▶ [GIVEN INSTRUCTION]:
What follows is a set of records; repeat all of them exactly.
━━━━━ RECORD SET
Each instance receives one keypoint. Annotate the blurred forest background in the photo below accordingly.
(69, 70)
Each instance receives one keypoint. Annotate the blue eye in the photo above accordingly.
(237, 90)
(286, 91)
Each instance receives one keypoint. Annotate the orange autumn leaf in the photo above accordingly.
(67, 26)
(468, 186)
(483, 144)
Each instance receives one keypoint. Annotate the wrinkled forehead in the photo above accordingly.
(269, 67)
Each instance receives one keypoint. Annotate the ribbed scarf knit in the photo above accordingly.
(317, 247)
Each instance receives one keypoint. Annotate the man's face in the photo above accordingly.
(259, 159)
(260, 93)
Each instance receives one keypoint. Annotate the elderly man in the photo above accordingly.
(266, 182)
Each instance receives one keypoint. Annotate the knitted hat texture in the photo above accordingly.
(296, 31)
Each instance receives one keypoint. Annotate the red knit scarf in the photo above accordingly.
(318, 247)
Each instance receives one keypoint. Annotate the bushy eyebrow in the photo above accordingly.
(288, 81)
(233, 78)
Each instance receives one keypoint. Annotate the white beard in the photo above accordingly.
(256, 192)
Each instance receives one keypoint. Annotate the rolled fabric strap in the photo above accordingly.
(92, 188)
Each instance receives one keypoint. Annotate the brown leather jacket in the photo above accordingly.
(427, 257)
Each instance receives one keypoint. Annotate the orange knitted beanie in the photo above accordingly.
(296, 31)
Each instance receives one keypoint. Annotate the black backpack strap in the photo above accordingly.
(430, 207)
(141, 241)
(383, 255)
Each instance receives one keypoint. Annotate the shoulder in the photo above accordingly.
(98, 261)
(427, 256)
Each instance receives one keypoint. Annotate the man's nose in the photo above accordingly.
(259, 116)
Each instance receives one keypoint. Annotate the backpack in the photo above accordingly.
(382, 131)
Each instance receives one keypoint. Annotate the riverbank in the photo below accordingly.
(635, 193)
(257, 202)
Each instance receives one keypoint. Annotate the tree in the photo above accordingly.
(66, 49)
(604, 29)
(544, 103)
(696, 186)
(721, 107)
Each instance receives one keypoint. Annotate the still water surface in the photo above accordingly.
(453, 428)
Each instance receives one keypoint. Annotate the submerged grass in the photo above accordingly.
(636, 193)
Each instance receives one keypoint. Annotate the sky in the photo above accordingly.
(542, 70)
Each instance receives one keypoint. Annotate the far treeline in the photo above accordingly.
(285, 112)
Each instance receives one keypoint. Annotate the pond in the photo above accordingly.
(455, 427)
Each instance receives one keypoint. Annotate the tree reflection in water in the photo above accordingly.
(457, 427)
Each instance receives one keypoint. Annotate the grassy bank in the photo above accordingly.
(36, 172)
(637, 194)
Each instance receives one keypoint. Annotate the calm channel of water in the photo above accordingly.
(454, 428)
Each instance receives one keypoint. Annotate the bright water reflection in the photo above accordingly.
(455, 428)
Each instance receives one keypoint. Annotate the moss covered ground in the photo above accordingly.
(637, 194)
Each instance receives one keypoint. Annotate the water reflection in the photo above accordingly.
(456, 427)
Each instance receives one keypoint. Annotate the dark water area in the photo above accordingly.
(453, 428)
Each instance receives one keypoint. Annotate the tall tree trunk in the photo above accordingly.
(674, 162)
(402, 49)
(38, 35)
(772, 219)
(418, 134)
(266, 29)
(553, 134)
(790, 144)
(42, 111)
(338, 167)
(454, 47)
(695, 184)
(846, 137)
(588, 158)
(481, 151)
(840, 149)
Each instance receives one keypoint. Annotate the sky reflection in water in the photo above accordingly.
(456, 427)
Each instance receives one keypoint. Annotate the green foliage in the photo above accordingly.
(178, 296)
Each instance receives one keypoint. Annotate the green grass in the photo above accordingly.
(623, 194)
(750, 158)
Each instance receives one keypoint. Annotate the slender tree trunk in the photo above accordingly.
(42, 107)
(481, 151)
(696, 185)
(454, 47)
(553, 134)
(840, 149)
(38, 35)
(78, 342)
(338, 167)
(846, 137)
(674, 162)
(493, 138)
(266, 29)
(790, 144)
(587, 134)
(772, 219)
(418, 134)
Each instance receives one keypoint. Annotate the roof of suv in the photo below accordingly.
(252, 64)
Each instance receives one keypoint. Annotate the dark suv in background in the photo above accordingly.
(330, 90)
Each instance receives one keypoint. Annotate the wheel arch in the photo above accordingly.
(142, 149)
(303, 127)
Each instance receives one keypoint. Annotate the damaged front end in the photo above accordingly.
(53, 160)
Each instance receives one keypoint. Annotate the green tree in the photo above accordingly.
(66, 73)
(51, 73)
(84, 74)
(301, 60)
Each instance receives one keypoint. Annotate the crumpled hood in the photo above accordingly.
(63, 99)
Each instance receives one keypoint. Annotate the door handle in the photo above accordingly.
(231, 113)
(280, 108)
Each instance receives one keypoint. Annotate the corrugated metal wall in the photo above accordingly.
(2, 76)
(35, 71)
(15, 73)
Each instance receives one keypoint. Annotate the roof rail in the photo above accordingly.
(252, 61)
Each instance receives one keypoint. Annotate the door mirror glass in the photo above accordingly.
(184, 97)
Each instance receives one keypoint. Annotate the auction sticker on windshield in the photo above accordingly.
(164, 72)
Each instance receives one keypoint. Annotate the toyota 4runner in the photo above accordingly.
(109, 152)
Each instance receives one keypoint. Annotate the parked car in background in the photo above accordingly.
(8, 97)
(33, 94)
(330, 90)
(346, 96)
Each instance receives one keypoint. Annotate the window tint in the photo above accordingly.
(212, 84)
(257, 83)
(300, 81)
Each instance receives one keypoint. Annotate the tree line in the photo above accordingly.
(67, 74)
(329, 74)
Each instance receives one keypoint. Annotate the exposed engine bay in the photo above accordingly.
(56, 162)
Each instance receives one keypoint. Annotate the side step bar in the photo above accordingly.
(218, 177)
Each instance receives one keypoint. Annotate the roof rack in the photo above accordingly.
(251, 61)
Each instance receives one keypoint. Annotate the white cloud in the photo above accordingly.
━━━━━━━━━━
▶ [FINISHED TASK]:
Each instance receives one keypoint. Annotate the blurred forest background in the photo below accordingly.
(69, 70)
Each instance receives one keypoint. Annotate the blue eye in the photo above accordingly.
(237, 90)
(286, 91)
Each instance receives one keypoint. Annotate the orange autumn leaf in the photo above accordingly.
(67, 26)
(468, 186)
(483, 144)
Each instance receives one keypoint. Annotate the wrinkled forehead in the photo above accordingly.
(269, 67)
Each instance receives one keypoint. Annotate the ribbed scarf knit in the photo above accordingly.
(317, 247)
Each instance receives one keypoint. Annotate the man's face in the photo above accordingly.
(259, 159)
(260, 93)
Each instance receives one keypoint. Annotate the elderly man in the photo above accordingly.
(266, 182)
Each instance receives one keypoint. Annotate the knitted hat texture in the photo above accordingly.
(296, 31)
Each instance receives one keypoint. Annotate the red knit scarf in the photo above accordingly.
(318, 247)
Each instance receives one keypoint. Annotate the bushy eyebrow in the photo above accordingly.
(288, 81)
(233, 78)
Each instance receives one keypoint. Annotate the white beard in the photo above accordingly.
(256, 192)
Each instance receives one keypoint. Annotate the rolled fabric strap in the photo above accordingly.
(92, 188)
Each instance receives one keypoint. Annotate the brown leather jacket in the photo above accordingly.
(427, 257)
Each instance receives one keypoint. Annotate the orange knitted beanie in the photo above accordingly.
(296, 31)
Each instance receives one keypoint. Annotate the black backpack strap in the photo above accordingly.
(430, 207)
(141, 241)
(383, 255)
Each instance receives one keypoint. Annotate the shoulder in the photo above accordingly.
(98, 261)
(427, 256)
Each instance receives one keypoint. Annotate the man's nose in the photo above accordingly.
(259, 116)
Each instance receives one keypoint. Annotate the backpack in the photo above accordingly.
(382, 131)
Each instance receives one keypoint. Annotate the riverbank in the photo below accordingly.
(635, 193)
(257, 202)
Each instance receives one keypoint. Annotate the tree in the photo above accordingly.
(66, 49)
(604, 29)
(544, 103)
(696, 186)
(721, 107)
Each instance receives one keypoint. Annotate the still water surface in the photo above accordingly.
(453, 428)
Each instance receives one keypoint. Annotate the submerged grass in the photo above accordingly.
(636, 193)
Each instance receives one keypoint. Annotate the sky in the photo above accordingly.
(542, 70)
Each instance receives one keypoint. Annotate the far treeline in the photo above accordingly.
(285, 112)
Each instance receives one keypoint. Annotate the pond in the photo above accordingly.
(455, 427)
Each instance receives one keypoint. Annotate the tree reflection in water in the photo above accordingly.
(457, 427)
Each instance receives one keypoint. Annotate the grassy bank in the photo above accordingly.
(36, 172)
(637, 194)
Each instance receives one keypoint. Annotate the calm channel of water in the photo above accordingly.
(454, 428)
Each instance receives one keypoint. Annotate the bright water reflection in the photo above accordingly.
(455, 428)
Each instance receives one keypoint. Annotate the moss covered ground in the photo above accordingly.
(637, 194)
Each instance receives one keypoint. Annotate the water reflection in the photo above accordingly.
(456, 427)
Each instance receives one keypoint. Annotate the dark water area in the photo above accordingly.
(453, 428)
Each instance receives one keypoint. Annotate the tall tree trunk in the photo above accordingly.
(674, 162)
(402, 49)
(38, 35)
(772, 219)
(418, 134)
(266, 29)
(553, 134)
(790, 144)
(42, 111)
(338, 167)
(454, 47)
(695, 184)
(846, 137)
(588, 158)
(481, 151)
(840, 149)
Each instance receives one keypoint. Annotate the sky reflection in water in the photo above accordingly.
(456, 427)
Each instance receives one keypoint. Annotate the green foliage in the photo above accordingly.
(178, 296)
Each instance receives one keypoint. Annotate the green grass in the photo above accordingly.
(623, 194)
(750, 158)
Each instance receives one keypoint. Annotate the slender tree trunk in the photo above accordingly.
(42, 107)
(481, 151)
(696, 185)
(454, 47)
(553, 134)
(840, 149)
(38, 35)
(78, 342)
(338, 167)
(846, 137)
(674, 162)
(493, 138)
(266, 29)
(790, 144)
(587, 134)
(772, 219)
(418, 134)
Each instance receives one keypoint. Annotate the roof of suv in the photo below accordingly.
(252, 64)
Each instance receives one keypoint. Annotate the dark suv in background in the photo above accordingly.
(330, 90)
Each instance receives one keypoint. Annotate the wheel arch in the photo above accordingly.
(142, 149)
(303, 127)
Each instance receives one keypoint. Annotate the damaged front end in the photo above accordingly.
(53, 160)
Each instance receives one keypoint. Annotate the green tree in the photo above accordingly.
(66, 73)
(51, 73)
(84, 74)
(301, 60)
Each instance receives one keypoint. Annotate the crumpled hood in the photo above accordingly.
(63, 99)
Each instance receives one keypoint. Annotate the door handle in the photo above accordingly.
(231, 113)
(280, 108)
Each instance receives one keypoint. Annotate the corrugated metal wall in the photo above accordingly.
(2, 76)
(35, 71)
(15, 73)
Each instance receives one keypoint. Annotate the roof rail in the photo above accordingly.
(252, 61)
Each instance receives one keypoint. Annotate the door mirror glass in the photo above accordingly.
(184, 97)
Each instance receives one keypoint. Annotate the auction sticker on windshield in the photo above accordingly.
(164, 72)
Each instance receives one keypoint. Annotate the toyota 4runner in the photo above accordingly.
(109, 152)
Each instance receives one keypoint. Annotate the parked car in background in the photo above accordingly.
(8, 97)
(33, 94)
(330, 90)
(346, 96)
Each instance receives one keypoint. Annotate the window tint in the photo above accordingly.
(212, 84)
(257, 83)
(300, 81)
Each instance receives one keypoint. Annotate the tree line in the photo above accordingly.
(67, 74)
(329, 74)
Each instance receives one keypoint. Annotate the exposed engine bay in the photo above accordingly.
(56, 162)
Each instance receives one keypoint. Annotate the side step bar in the photo above accordingly.
(218, 177)
Each instance receives one keypoint. Annotate the roof rack in the photo above accordingly.
(251, 61)
Each instance receives one keypoint. Annotate the white cloud in the photo above accordingly.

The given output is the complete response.